What is required: Every line in the following data that has "leaf" counts toward the total; state that total alone.

Data to examine:
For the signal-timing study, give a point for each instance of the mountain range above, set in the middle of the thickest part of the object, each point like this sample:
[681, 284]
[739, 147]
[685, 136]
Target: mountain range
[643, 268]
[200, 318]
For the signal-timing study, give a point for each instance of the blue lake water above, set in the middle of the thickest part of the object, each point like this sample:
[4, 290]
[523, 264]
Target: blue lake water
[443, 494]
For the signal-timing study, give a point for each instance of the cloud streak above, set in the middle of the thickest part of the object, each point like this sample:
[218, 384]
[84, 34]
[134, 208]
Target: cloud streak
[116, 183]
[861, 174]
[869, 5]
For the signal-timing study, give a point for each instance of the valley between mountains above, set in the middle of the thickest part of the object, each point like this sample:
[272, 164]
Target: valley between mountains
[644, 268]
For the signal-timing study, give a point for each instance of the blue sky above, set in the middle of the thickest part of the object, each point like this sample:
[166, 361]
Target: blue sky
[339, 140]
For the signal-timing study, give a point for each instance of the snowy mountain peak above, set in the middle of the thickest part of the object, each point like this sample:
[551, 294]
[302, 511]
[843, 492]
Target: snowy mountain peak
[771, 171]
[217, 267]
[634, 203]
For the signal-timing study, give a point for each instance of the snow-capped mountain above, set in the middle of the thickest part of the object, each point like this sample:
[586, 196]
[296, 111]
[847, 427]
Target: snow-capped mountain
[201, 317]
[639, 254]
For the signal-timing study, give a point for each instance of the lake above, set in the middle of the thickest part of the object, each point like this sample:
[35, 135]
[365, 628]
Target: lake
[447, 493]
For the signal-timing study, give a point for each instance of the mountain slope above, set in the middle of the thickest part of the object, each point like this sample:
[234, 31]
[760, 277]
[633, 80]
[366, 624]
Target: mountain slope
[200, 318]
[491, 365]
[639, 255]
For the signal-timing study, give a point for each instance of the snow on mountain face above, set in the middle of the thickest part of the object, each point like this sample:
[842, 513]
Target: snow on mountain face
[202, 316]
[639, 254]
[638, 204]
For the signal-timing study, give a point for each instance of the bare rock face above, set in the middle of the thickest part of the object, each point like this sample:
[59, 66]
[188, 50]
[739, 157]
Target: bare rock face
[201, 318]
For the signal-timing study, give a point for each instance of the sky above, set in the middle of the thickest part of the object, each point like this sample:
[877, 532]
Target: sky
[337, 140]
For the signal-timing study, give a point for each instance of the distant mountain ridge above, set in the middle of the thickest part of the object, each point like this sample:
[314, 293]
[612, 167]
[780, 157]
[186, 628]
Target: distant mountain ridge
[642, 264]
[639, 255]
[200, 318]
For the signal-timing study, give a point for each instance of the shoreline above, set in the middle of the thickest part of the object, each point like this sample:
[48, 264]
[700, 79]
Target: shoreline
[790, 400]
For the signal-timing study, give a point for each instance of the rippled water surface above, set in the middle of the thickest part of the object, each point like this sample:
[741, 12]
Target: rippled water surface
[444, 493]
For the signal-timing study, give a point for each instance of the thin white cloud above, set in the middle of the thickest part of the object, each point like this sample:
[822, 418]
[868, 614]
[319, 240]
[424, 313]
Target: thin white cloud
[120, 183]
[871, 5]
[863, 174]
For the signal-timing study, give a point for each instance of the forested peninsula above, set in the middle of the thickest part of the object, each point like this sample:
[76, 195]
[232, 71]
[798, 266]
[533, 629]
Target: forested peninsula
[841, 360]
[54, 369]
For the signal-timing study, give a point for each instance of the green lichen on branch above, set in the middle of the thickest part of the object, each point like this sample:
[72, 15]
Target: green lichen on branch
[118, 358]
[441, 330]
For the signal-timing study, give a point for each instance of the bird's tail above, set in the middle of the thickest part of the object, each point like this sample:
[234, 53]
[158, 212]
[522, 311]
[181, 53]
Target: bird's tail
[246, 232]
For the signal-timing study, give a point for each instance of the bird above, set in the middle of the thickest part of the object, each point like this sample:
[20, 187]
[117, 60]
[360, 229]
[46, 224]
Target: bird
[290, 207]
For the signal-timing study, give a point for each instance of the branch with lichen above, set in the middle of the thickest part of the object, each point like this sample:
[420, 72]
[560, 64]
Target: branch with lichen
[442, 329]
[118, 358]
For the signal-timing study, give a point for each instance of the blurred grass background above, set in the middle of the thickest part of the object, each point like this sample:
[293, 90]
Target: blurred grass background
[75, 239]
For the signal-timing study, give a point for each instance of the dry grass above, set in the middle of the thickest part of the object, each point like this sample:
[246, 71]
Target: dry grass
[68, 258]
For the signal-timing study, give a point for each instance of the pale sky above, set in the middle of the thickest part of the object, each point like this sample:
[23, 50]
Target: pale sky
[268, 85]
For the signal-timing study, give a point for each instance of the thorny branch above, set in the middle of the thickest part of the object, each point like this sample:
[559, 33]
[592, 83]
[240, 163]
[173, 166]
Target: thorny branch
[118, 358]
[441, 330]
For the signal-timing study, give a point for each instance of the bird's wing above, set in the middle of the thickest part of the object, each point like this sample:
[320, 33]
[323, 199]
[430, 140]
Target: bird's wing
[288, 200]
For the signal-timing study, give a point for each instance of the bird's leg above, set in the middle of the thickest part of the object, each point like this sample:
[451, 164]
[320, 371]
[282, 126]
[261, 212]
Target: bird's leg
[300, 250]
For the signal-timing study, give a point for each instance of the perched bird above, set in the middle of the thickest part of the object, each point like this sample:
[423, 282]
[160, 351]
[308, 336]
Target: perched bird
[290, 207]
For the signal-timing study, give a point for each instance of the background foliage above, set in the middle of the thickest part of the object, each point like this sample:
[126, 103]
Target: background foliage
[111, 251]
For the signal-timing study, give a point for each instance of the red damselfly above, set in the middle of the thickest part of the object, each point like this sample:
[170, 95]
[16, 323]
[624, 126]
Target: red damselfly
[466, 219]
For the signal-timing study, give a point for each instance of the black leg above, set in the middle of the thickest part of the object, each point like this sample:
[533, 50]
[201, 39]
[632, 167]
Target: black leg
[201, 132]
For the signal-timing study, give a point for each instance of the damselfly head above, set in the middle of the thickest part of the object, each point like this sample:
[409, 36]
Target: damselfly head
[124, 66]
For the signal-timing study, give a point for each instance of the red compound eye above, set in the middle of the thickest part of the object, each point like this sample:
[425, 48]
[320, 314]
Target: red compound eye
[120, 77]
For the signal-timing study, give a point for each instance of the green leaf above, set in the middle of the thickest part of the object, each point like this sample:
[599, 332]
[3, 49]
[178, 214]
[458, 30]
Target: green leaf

Expected output: 2